▸ **Tasks and exercises**
A - List each distinct safety rule the father gives in the essay on the new rifle, naming a repeated rule only once.
B - Reproduce a passage from the essay on the new rifle. Begin at the words "The box of shells" and stop after "the first time.".
C - Write the next part of the essay on the new rifle, picking up after its final sentence.

▸ **Document extract**
Not One More.–Michael Croley

The box of shells was heavy. Heavier than I thought it would be and when I opened the lid the bullets all sat in perfect little rows, nose down, gold and shiny with a dot of silver in the middle of each, held in place by cardboard forms. My father had let me pick them up off the store counter and we walked out to the truck and I got in the middle between him and my older brother. I was six years old and this this was the weekend after Christmas. My brother had just gotten a brand new Winchester. 22 rifle and we were driving out to our cabin, forty minutes from where we grew up, to fire it for the first time.

The rifle had been the last present my brother received and when he took it in his hands, a pile of wrapping paper all around us, I thought to myself, a real rifle. Real bullets. No more “bang-bang” noises would have to be made. Instead, we could now create the sound when we went to the cabin and pulled the trigger. The rifle’s stock was so smooth and polished. I marveled at how pretty the wood was and how sure it felt it my hands. My father told us it was not a toy. He went over basic safety measures. Never point the rifle—even if unloaded—at someone. Keep the safety on until you are ready to fire. Do not be careless. Never point the rifle at anyone. He kept telling us that one. As I handled the rifle, marveling over it, I turned without paying attention and when I did I saw it was pointed at my father. I had broken his most important rule. He grabbed the rifle’s barrel and swung it to the side then he reached out and slapped the back of my head. This is one of the two times in my life he hit me.

The cabin was actually a two-story house my father and uncles had built on a hundred acres of land in the country near where they had grown up. For my uncles it served as a hunting camp and a place for their friends to come for the weekend and have a few drinks and watch Kentucky basketball games. For my father it was a way for him to stay close to nature. While my uncle Roscoe busied himself with a variety of elaborate deer blinds all over the property, my father concentrated his efforts on planting an orchard on the hillside below the cabin. I remember going with him to the nursery and picking up peach and apple saplings whose trunks were covered in white plastic and then watching (and helping just a little bit) as he planted them.

▸ **Dataset entries**

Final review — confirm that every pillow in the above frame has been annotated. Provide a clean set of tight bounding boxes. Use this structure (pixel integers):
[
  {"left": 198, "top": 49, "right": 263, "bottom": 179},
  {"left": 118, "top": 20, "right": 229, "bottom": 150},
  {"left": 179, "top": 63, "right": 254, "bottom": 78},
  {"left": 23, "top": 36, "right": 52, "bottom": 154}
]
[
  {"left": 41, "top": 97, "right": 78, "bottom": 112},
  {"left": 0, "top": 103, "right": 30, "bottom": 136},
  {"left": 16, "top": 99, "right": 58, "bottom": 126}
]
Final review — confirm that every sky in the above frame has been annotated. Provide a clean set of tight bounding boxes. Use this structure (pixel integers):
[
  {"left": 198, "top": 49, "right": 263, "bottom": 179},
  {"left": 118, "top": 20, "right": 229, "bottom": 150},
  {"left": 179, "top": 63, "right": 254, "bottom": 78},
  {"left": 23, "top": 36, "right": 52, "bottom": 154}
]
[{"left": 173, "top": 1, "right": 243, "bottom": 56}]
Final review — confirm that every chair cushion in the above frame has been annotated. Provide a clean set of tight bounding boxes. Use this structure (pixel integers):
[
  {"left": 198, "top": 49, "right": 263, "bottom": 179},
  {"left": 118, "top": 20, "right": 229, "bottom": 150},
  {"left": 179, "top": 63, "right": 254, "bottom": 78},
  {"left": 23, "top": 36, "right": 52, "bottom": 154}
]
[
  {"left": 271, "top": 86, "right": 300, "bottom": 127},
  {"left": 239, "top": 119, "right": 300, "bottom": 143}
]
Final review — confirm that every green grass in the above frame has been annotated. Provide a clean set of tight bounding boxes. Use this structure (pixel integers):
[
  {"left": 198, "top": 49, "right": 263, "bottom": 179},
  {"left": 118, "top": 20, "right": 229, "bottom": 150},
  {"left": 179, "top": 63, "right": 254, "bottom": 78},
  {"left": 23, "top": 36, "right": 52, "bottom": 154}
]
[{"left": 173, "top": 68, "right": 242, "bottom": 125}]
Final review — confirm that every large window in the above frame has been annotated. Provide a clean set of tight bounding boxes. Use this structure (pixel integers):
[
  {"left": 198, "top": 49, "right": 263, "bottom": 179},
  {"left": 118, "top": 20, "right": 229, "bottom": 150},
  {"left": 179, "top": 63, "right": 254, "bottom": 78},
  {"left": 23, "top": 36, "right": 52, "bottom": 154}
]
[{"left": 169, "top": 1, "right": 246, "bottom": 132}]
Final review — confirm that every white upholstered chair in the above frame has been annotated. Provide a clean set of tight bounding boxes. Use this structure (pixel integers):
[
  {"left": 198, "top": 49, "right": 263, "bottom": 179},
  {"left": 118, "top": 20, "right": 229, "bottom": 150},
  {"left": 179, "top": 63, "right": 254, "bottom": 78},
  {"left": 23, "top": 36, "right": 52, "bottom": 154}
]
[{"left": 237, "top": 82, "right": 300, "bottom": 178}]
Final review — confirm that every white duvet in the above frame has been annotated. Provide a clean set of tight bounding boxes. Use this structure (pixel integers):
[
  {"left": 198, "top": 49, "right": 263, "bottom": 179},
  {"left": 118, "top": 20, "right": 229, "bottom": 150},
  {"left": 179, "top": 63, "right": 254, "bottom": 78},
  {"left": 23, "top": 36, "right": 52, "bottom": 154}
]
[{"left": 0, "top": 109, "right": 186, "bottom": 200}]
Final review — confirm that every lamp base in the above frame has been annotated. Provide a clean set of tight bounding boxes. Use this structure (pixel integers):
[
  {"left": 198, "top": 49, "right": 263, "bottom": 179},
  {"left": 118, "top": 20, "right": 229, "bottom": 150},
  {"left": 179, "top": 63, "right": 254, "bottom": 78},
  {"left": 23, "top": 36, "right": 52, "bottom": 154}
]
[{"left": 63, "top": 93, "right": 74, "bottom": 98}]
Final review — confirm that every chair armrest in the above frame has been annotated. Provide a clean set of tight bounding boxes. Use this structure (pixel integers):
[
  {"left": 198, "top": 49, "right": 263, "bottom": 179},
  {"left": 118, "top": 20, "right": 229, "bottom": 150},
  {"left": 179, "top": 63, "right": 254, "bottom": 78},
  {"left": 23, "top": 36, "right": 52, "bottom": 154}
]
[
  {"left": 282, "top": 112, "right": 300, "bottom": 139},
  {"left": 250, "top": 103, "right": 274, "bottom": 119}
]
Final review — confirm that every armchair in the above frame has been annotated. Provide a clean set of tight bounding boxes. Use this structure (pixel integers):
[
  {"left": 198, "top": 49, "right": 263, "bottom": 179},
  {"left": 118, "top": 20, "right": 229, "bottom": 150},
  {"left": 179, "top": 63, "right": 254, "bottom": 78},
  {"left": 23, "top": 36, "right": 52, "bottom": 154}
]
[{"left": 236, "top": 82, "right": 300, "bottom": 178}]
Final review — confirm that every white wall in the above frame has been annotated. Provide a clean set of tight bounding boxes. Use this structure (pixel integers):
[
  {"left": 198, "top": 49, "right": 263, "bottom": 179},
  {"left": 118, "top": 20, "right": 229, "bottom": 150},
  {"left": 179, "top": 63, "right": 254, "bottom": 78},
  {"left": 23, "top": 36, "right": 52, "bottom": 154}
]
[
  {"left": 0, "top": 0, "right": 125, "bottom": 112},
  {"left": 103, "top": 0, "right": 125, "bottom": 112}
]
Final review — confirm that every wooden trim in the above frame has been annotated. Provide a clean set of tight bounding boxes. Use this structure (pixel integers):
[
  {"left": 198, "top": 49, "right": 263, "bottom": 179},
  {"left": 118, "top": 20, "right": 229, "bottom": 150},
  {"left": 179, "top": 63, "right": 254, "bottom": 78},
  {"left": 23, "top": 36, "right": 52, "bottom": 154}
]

▸ **Answers for the tasks**
A -
- Never point the rifle at someone, even if it is unloaded.
- Keep the safety on until you are ready to fire.
- Do not be careless.

B -
The box of shells was heavy. Heavier than I thought it would be and when I opened the lid the bullets all sat in perfect little rows, nose down, gold and shiny with a dot of silver in the middle of each, held in place by cardboard forms. My father had let me pick them up off the store counter and we walked out to the truck and I got in the middle between him and my older brother. I was six years old and this this was the weekend after Christmas. My brother had just gotten a brand new Winchester. 22 rifle and we were driving out to our cabin, forty minutes from where we grew up, to fire it for the first time.

C -
My father went to the cabin nearly every weekend and my brother and I went with him and while we were there we went through a boy’s education of rural life, I suppose. We rambled all over that large piece of property, climbing mountains, fording creeks, staying up late with our cousins to tell spooky stories in the middle of the forest with our flashlights turned off. An old basketball hoop with a dusty dirt court served as driveway and most Saturdays the trucks were moved into the grass to make room for pickup basketball games. My father was a good player with strong, quick moves and fakes. He made dozens of bank shots that bounced off the makeshift plywood backboard and through the hoop. I loved going to the cabin not because I loved nature so much then but because I loved being near my father and brother. My favorite memories of those times are when we left to come home on Sundays at dusk in the fall or winter and the air was cold outside the truck. In between those two I felt so safe and warm and I would fend off sleep for as long as possible until I couldn’t any longer. When the pace of truck slowed, I knew we had entered our hometown and the truck would take its familiar rights and lefts through town that led to our house. When I was older I would wake up then, but when I was still young, I pretended to be asleep so that my father would have to carry me in the house.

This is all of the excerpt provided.